EXERCISE 1
Locate every line in the rows that contains the string "tree" and copy each one out, treating uppercase and lowercase as different.

PAGE
--- --- ---

Let's say I roll a fair die independently many times. Let $X_i$ be the outcome of the $i$th roll. Assume that on the $k$th roll, I get a $1$ or $X_k = 1$ (Edit based on comments: assume this is the first $1$). What is the probability that I never rolled an even number before rolling this $1$?
I can solve this in two ways and get a gibberish answer if I condition. Let me demonstrate.
Gibberish with conditioning
$$ \begin{align} \mathbb{P}\{\overbrace{X_1 \notin \{2,4,6\}, \dots , X_{k-1} \notin \{2,4,6\}}^{A_{k-1}} \mid X_k = 1 \} &= \frac{\mathbb{P}\{X_k = 1 \mid A_{k-1}\} \mathbb{P}\{A_{k-1}\}}{\mathbb{P}\{X_k = 1\}} \\\\ &\stackrel{\text{ind}}{=} \frac{\mathbb{P}\{X_k = 1\} \mathbb{P}\{A_{k-1}\}}{\mathbb{P}\{X_k = 1\}} \\\\ &= \mathbb{P}\{A_{k-1}\} \\\\ &\stackrel{\text{ind}}{=} \prod_{i=1}^{k-1} \mathbb{P}\{X_i \notin \{2,4,6\}\} \\\\ &= \Big(\frac{1}{2}\Big)^{k-1} \end{align} $$
Now we just need to handle every possible $k$, so
$$ \sum_{k=1}^{\infty} \Big( \frac{1}{2} \Big)^{k-1} = \sum_{k=0}^{\infty} \Big( \frac{1}{2} \Big)^{k} \stackrel{\text{geometric series}}{=} \frac{1}{1 - \frac{1}{2}} = 2 $$
which is obviously gibberish.
Without conditioning
Note that if I don't condition, I'm okay:
$$ \begin{align} \mathbb{P}\{\overbrace{X_1 \notin \{2,4,6\}, \dots , X_{k-1} \notin \{2,4,6\}}^{A_{k-1}}, X_k = 1 \} &= \mathbb{P}\{X_k = 1 \mid A_{k-1}\} \mathbb{P}\{A_{k-1}\} \\\\ &\stackrel{\text{ind}}{=} \mathbb{P}\{X_k = 1\} \mathbb{P}\{A_{k-1}\} \\\\ &\stackrel{\text{ind}}{=} \prod_{i=1}^{k-1} \mathbb{P}\{X_k = 1\} \mathbb{P}\{X_i \notin \{2,4,6\}\} \\\\ &= \Big( \frac{1}{6} \Big) \Big(\frac{1}{2}\Big)^{k-1} \end{align} $$
and therefore
$$ \sum_{k=1}^{\infty} \Big( \frac{1}{6} \Big) \Big(\frac{1}{2}\Big)^{k-1} = \frac{1}{6} \cdot 2 = \frac{1}{3} $$
The since the first few rolls can't be even and can't be 1, the probability of each conditional is $1/3$, not $1/2.$

--- --- ---

MATERIALS PROVIDED
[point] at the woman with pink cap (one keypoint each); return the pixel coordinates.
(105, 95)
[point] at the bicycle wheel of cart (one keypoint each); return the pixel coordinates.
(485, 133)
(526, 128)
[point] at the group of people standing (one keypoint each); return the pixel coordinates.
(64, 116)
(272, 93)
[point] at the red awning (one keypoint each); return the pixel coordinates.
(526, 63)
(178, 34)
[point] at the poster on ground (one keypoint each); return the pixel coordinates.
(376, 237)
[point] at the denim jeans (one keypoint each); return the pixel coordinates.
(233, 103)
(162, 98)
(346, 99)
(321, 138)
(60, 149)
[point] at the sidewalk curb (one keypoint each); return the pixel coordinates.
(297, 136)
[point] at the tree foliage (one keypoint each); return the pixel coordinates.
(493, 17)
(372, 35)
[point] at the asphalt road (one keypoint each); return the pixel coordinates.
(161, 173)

--- --- ---

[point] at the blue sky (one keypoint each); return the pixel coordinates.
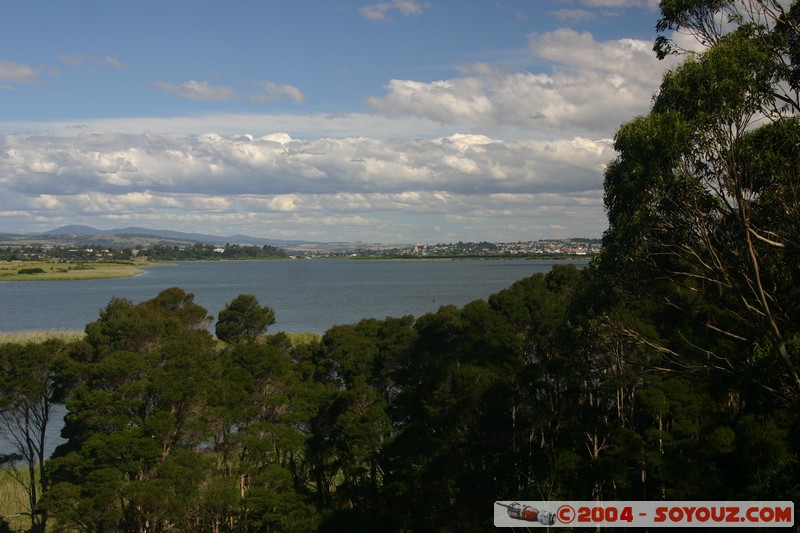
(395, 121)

--- --- ---

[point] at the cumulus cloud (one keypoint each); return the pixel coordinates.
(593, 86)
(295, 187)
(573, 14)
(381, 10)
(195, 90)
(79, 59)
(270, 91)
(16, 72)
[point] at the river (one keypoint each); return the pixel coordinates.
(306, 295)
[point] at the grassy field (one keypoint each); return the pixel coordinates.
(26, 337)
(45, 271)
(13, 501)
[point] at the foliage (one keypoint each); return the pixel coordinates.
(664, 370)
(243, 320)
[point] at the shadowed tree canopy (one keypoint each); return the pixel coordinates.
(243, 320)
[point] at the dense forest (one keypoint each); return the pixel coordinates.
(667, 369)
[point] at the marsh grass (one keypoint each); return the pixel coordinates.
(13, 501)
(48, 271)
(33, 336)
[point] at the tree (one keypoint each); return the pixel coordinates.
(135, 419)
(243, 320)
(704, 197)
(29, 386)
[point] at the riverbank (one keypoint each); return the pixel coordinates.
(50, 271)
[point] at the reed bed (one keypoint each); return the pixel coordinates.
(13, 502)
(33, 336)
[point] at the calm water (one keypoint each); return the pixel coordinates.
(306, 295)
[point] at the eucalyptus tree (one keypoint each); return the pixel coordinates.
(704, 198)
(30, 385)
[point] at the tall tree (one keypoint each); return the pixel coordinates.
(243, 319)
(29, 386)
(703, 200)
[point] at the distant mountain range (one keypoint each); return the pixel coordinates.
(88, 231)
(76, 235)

--- --- ---

EXERCISE 2
Echo the die-roll post word for word, starting at "I can solve" and running down through "is obviously gibberish.".

COMPLETE OUTPUT 1
[point] at the tree foliage (one keypoint each); return the pixel coordinates.
[point] at the shadowed tree canopy (one keypoint each); return the pixel coordinates.
[point] at the tree (one keypoint each); return the pixel coordinates.
[point] at the eucalyptus tree (one keypoint each); return the pixel coordinates.
[point] at the tall tree (one keypoint each); return the pixel coordinates.

COMPLETE OUTPUT 2
I can solve this in two ways and get a gibberish answer if I condition. Let me demonstrate.
Gibberish with conditioning
$$ \begin{align} \mathbb{P}\{\overbrace{X_1 \notin \{2,4,6\}, \dots , X_{k-1} \notin \{2,4,6\}}^{A_{k-1}} \mid X_k = 1 \} &= \frac{\mathbb{P}\{X_k = 1 \mid A_{k-1}\} \mathbb{P}\{A_{k-1}\}}{\mathbb{P}\{X_k = 1\}} \\\\ &\stackrel{\text{ind}}{=} \frac{\mathbb{P}\{X_k = 1\} \mathbb{P}\{A_{k-1}\}}{\mathbb{P}\{X_k = 1\}} \\\\ &= \mathbb{P}\{A_{k-1}\} \\\\ &\stackrel{\text{ind}}{=} \prod_{i=1}^{k-1} \mathbb{P}\{X_i \notin \{2,4,6\}\} \\\\ &= \Big(\frac{1}{2}\Big)^{k-1} \end{align} $$
Now we just need to handle every possible $k$, so
$$ \sum_{k=1}^{\infty} \Big( \frac{1}{2} \Big)^{k-1} = \sum_{k=0}^{\infty} \Big( \frac{1}{2} \Big)^{k} \stackrel{\text{geometric series}}{=} \frac{1}{1 - \frac{1}{2}} = 2 $$
which is obviously gibberish.